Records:
# # #

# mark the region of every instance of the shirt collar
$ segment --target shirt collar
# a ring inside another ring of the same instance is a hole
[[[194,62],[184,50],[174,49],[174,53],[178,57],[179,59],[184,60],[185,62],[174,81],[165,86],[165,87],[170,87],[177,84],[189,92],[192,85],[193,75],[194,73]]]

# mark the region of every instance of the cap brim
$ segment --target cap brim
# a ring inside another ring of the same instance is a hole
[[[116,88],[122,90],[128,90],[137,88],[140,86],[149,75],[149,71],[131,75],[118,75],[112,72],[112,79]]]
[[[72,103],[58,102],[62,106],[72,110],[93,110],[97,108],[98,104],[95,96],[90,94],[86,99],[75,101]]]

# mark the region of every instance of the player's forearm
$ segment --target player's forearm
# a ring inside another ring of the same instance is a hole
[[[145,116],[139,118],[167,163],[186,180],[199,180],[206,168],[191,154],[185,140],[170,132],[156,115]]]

# # #

● GOAL:
Copy out all the records above, line for line, with no changes.

● TASK ANSWER:
# mark the region of every instance of the shirt collar
$ segment --target shirt collar
# a ring inside another ring of the same instance is a hole
[[[194,62],[184,50],[174,49],[174,53],[178,57],[179,59],[184,60],[185,62],[174,81],[165,86],[165,87],[170,87],[177,84],[189,92],[192,85],[193,75],[194,73]]]

# mark the region of every instance of the cap brim
$ segment --target cap brim
# a ring inside another ring of the same instance is a hole
[[[116,88],[122,90],[128,90],[137,88],[140,86],[149,75],[149,71],[131,75],[118,75],[112,72],[112,79]]]
[[[72,103],[58,102],[62,106],[72,110],[93,110],[97,108],[98,104],[95,96],[90,94],[86,99],[75,101]]]

# mark the region of every instance of the player's forearm
$ segment --target player's forearm
# a ring inside another ring of the same instance is a hole
[[[145,116],[139,118],[167,163],[186,180],[199,180],[206,168],[191,154],[185,140],[170,132],[156,115]]]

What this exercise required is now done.